▶ [What you should do]
Answer these from the earthquake talk passage:
1. How high was the buried mountain range to the south of Whanganui?
2. About how many years of reliable earthquake data are there?
3. How much denser than liquid rock does rock become as it cools and solidifies?

[Begin Passage shown]

The first slide showed rocks under the seabed to the south of Whanganui which clearly showed a mountain range 2000m high. This range sank and was buried under by sedimentary rocks about 4 million years ago.
This area may again be thrust upwards and we could add ski resort to our long list of local attractions. Tim dubbed the peak "Mount Whanganui".
Fresh memories of the Kaikoura earthquake in November, 2016 may have been a factor in such a great turnout and the question everybody wanted to ask was: "Can we predict earthquakes?"
Professor Stern's answer was an unequivocal "No". We only have about 120 years of reliable data -- by contrast, weather forecasters have many recorded climate cycles to work from.
A graph showing major earthquake activity over the past 120 years showed a possible cycle on a period of 50 years. However, the fit is very rough and we only have two cycles which is not statistically significant.
More important to most people is "Where?" and "How big?" and on these aspects scientists are nowhere near an answer.
Since 1843, the cost to the New Zealand economy from earthquakes far exceeds any other disasters. Thus we need to work on disaster relief planning and building regulations. On a positive note, Professor Stern felt it unlikely that Whanganui would be hit by huge earthquakes. Mainly as a result of much improved instrumentation, great strides have been made in the physics of earthquakes in the past 10 years and this is Professor Stern's area of interest.
Ice is less dense than water and so it floats on the surface. As rock cools and solidifies it becomes about 1 per cent more dense than liquid rock and tends to sink.
The mantle is the layer of rocks from a depth of about 30km to about 1000km -- the upper 100km of the mantle, being cooler, is largely solid and tends to sink into the lower liquid regions.
In the lower regions of the mantle, heat from the Earth's core causes slow but powerful convection currents.

[End Passage shown]
[Begin Dataset excerpts]

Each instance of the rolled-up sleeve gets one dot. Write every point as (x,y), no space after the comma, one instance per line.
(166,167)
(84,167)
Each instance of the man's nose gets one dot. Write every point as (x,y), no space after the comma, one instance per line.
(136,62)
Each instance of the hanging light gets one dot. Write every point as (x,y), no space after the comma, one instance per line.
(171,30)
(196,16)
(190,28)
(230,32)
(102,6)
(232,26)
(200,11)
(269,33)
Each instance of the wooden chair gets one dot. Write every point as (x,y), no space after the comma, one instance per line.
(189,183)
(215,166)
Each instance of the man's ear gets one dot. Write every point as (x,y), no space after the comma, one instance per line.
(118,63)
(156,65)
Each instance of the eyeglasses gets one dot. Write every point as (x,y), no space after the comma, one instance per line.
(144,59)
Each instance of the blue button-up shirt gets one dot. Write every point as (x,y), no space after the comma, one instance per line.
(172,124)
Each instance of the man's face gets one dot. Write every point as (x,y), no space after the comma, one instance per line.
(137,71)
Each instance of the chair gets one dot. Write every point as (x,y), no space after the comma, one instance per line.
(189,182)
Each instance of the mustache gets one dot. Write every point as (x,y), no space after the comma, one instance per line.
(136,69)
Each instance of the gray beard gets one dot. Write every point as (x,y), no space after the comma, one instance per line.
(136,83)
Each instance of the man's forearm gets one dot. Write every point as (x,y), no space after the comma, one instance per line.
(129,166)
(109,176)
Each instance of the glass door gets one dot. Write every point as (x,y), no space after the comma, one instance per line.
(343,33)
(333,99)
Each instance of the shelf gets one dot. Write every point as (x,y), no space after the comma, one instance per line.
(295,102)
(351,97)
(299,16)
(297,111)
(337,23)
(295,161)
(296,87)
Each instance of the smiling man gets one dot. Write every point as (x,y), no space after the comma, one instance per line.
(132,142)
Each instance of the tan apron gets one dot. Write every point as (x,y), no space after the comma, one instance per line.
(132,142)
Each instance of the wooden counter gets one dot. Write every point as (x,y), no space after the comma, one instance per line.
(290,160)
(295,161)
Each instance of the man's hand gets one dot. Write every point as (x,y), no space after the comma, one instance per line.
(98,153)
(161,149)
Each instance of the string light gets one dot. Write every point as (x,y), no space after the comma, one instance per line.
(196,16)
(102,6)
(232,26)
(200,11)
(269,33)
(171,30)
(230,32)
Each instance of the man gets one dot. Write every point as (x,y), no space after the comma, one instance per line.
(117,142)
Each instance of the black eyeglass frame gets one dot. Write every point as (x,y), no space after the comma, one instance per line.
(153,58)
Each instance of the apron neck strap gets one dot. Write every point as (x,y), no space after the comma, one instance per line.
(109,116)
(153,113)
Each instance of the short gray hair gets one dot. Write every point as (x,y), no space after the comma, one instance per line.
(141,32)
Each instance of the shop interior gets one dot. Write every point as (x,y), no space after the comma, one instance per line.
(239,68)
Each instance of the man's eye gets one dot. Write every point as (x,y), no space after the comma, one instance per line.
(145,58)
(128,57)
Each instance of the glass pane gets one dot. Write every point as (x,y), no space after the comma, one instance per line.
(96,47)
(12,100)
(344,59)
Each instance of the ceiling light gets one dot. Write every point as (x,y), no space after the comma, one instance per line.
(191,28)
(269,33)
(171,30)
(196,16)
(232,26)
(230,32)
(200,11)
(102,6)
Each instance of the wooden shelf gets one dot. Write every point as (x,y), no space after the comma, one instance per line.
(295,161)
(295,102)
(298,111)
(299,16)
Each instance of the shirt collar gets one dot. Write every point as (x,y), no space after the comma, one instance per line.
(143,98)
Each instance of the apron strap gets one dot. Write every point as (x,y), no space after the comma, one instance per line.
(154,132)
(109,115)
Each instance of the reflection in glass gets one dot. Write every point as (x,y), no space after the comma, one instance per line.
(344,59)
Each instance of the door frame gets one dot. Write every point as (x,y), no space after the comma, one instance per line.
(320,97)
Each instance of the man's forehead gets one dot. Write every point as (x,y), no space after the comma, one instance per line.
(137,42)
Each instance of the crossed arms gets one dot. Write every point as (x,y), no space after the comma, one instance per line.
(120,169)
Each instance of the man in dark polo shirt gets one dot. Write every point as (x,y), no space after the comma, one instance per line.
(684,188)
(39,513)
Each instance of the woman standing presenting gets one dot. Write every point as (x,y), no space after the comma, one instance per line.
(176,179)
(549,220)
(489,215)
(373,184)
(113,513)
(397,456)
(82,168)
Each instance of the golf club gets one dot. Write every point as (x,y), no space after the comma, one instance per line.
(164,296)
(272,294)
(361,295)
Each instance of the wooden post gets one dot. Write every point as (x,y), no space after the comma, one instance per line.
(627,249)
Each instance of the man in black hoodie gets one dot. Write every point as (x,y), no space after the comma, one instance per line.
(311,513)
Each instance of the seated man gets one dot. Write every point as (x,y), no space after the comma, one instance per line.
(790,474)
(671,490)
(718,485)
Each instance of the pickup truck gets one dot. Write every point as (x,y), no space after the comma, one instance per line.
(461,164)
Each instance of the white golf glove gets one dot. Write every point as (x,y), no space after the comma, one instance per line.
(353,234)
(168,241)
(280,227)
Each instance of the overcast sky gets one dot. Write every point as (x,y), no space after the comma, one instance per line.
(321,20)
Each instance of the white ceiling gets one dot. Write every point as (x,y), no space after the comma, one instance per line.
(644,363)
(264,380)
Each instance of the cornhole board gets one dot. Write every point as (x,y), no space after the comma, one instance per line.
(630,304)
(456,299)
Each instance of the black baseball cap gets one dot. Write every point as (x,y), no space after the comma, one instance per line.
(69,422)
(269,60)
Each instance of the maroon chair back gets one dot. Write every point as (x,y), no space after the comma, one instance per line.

[End Dataset excerpts]

▶ [Solution]
1. 2000m high.
2. About 120 years.
3. About 1 per cent denser.